ENTRIES SUPPLIED:
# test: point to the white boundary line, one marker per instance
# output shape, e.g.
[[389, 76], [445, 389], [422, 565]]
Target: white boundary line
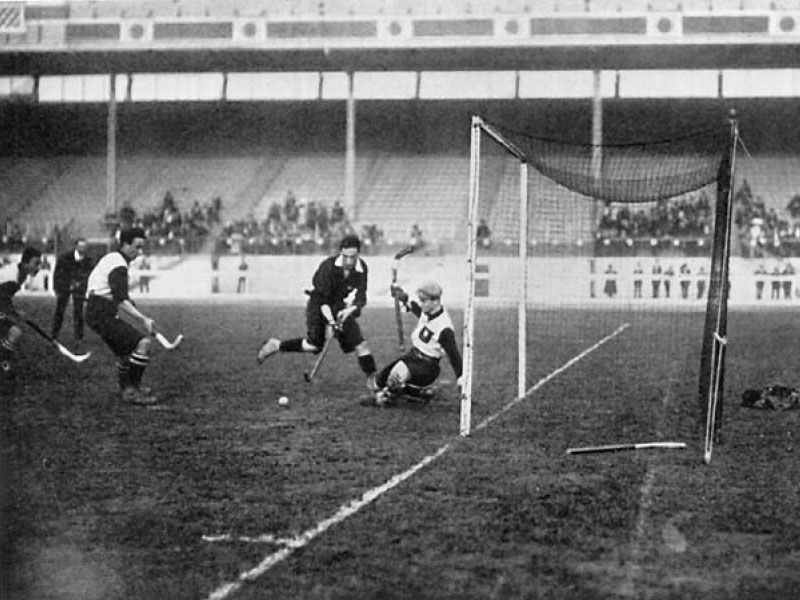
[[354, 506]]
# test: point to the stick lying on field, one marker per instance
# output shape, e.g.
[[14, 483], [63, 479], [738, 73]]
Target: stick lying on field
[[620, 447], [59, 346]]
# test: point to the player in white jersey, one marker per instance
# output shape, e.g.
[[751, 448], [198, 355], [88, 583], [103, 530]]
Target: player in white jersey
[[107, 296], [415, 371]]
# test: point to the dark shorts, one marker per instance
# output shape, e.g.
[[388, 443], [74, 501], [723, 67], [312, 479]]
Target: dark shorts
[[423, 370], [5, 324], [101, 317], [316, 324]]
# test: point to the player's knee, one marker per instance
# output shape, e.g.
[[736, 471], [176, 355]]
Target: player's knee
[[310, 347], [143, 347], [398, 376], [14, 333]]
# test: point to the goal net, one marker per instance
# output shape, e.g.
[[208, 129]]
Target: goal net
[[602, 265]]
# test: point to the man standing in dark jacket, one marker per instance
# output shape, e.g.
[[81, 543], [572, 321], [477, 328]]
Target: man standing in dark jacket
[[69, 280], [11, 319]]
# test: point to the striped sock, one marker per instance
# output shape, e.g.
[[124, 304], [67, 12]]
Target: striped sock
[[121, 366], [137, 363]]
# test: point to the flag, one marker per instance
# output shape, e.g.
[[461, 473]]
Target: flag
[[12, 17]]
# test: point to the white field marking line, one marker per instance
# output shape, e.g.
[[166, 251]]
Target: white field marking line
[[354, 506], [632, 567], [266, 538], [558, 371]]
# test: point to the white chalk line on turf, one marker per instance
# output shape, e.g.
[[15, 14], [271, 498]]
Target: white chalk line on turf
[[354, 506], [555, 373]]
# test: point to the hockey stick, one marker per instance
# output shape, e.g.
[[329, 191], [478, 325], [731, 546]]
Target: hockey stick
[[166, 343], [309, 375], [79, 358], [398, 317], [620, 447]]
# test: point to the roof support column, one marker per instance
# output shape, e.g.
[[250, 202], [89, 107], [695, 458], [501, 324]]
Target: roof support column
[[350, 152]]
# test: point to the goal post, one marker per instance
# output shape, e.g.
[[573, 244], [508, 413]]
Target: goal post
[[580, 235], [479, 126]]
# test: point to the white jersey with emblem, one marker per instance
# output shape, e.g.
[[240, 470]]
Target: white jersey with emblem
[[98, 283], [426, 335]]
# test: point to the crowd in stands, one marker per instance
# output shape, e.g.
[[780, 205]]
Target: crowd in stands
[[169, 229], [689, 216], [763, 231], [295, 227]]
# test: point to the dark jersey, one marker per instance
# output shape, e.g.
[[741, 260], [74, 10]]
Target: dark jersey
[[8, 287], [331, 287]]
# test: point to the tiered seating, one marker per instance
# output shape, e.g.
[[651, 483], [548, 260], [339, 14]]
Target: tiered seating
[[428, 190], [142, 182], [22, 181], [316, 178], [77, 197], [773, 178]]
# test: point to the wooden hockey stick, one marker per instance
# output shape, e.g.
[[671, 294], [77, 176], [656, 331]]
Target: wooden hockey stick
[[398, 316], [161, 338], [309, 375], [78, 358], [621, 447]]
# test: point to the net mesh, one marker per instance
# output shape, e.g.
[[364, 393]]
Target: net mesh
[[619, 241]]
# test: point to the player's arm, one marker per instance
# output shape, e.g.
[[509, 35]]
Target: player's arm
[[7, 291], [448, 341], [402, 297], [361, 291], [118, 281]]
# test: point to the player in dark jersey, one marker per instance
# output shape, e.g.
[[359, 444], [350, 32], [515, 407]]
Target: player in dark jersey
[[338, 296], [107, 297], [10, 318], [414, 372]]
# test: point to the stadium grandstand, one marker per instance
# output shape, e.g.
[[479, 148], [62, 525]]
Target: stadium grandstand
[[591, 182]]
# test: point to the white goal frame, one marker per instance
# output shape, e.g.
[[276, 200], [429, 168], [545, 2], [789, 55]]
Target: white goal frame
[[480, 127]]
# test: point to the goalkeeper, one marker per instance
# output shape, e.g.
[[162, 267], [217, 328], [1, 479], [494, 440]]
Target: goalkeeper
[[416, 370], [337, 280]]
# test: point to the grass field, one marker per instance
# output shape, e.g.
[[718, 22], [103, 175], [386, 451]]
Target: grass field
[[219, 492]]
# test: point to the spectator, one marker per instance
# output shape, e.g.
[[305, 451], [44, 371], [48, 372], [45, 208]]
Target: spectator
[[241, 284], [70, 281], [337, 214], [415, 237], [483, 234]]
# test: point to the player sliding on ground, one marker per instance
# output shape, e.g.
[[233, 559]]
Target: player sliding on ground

WHAT THE TASK ASKS: Reproduce all of the material above, substituting "expected format" for every occurrence of "output shape" and changing nothing else. Leave the pictures out.

OUTPUT FOR THIS EXERCISE:
# test: point to the white boundary line, one marker per instance
# expected format, e.g.
[[389, 76], [445, 389], [422, 565]]
Target: white boundary line
[[354, 506]]
# test: point to the stick lying on field, one marker per instance
# expected format, e.g.
[[14, 483], [63, 479], [738, 73]]
Target: stick lying on field
[[620, 447], [59, 346]]
# test: point to the player in white jersey, one marker per instance
# expected format, e.g.
[[751, 448], [198, 355], [88, 583], [103, 530]]
Target: player in white jersey
[[107, 296], [415, 371]]
# test: point to the dark shorts, one marker per instance
# expected format, e.g.
[[388, 443], [74, 501], [723, 67], [312, 479]]
Target: dark shorts
[[423, 370], [5, 324], [101, 317], [316, 324]]
# test: point to the player's knee, one marker per instance
# expected format, e.g.
[[736, 471], [176, 355]]
Target: player's knee
[[310, 347], [143, 347], [398, 376], [14, 333]]
# test: point to the goal net, one marker per instance
# expected format, e.g.
[[208, 129]]
Target: goal net
[[602, 265]]
# test: point to the man standing in dark jacket, one marker per instance
# expected format, e.g.
[[81, 543], [572, 321], [477, 328]]
Target: man standing in dark jacket
[[69, 280], [11, 319]]
# test: point to the striped sock, one marker per instance
# expected format, e.g.
[[124, 304], [67, 12]]
Target: striped sock
[[121, 366], [137, 363]]
# test: point to the flag, one marker per instance
# expected format, e.g.
[[461, 473]]
Target: flag
[[12, 17]]
# test: point to the white field marking line, one marker per instance
# expected format, e.g.
[[166, 251]]
Target: white field marking line
[[354, 506], [632, 567], [266, 538], [558, 371]]
# test: point to the white chalk line on turf, one marker per instance
# expected format, e.g.
[[15, 14], [271, 498]]
Target: white chalk line on turf
[[354, 506], [555, 373]]
# test: point to the hockey stick, one marker per instance
# expected format, e.g.
[[329, 191], [478, 325], [731, 546]]
Target: hockey stick
[[166, 343], [309, 375], [79, 358], [398, 317], [620, 447]]
# test: point to the roof support column, one marker per instance
# expected format, e.g.
[[250, 202], [89, 107], [695, 458], [501, 324]]
Target: roof support column
[[350, 152]]
# test: point to the goal post, one marker per instance
# expected format, e.g.
[[573, 244], [508, 413]]
Target: goal post
[[580, 235], [479, 126]]
# test: point to the white jersey with emblem, one marker per instance
# expected format, e.g.
[[240, 470]]
Target: white jersey with emblem
[[98, 283], [426, 335]]
# test: point to the crowd in stands, one marker per instance
# expected format, e.g.
[[780, 205]]
Target: crowd in stands
[[169, 229], [689, 216], [763, 231], [295, 227]]
# test: point to the dark jersey, one marker per instance
# expected format, e.g.
[[741, 260], [74, 10]]
Target: dark jersey
[[8, 287], [331, 287]]
# test: point to the tiered seating, one marker per instance
# expected format, e.g.
[[651, 483], [548, 260], [339, 14]]
Target: tiered seating
[[428, 190], [142, 182], [22, 181], [316, 178], [77, 197], [773, 178]]
# test: point to the wooden hockey stick, one marker per instance
# expected format, e.g.
[[671, 294], [77, 176], [656, 331]]
Target: wooden hockey stick
[[398, 316], [161, 338], [309, 375], [78, 358], [621, 447]]
# test: point to the net mesh, one marker per instance
# expected format, e.g.
[[364, 393]]
Target: net mesh
[[619, 241]]
# test: point to the player's arm, one marker per instance
# expected format, e.g.
[[509, 35]]
Target: player's arm
[[7, 291], [448, 341], [402, 297], [361, 291], [118, 281]]
# test: point to the player in dark jersey, one marker per instance
# expected format, e.g.
[[359, 444], [350, 32], [515, 407]]
Target: player in dark jersey
[[338, 296], [107, 297], [10, 318], [414, 372]]
# test: point to the stadium grandstand, one marker per instance
# expected format, e.g.
[[479, 148], [62, 525]]
Target: stadium grandstand
[[591, 182]]
# test: point to the white goal frame, one marker per instance
# expected format, e.g.
[[276, 200], [429, 168], [545, 2], [789, 55]]
Target: white goal frame
[[480, 127]]
# test: point to the goalkeeper, one marker per instance
# expected format, e.g.
[[162, 267], [217, 328], [1, 479], [494, 440]]
Target: goalkeeper
[[416, 370], [337, 280]]
# test: point to the grass field, one marker per instance
# expected format, e.g.
[[718, 22], [103, 175], [386, 451]]
Target: grass field
[[219, 492]]
# test: point to the spectator, one marker per instance
# expected format, e.g.
[[305, 451], [44, 371], [48, 372], [45, 208]]
Target: spectator
[[241, 284], [70, 281], [337, 214], [415, 237], [483, 234]]
# test: point to the player sliding on ground, one marker per instance
# expected format, e.g.
[[233, 559]]
Target: player sliding on ground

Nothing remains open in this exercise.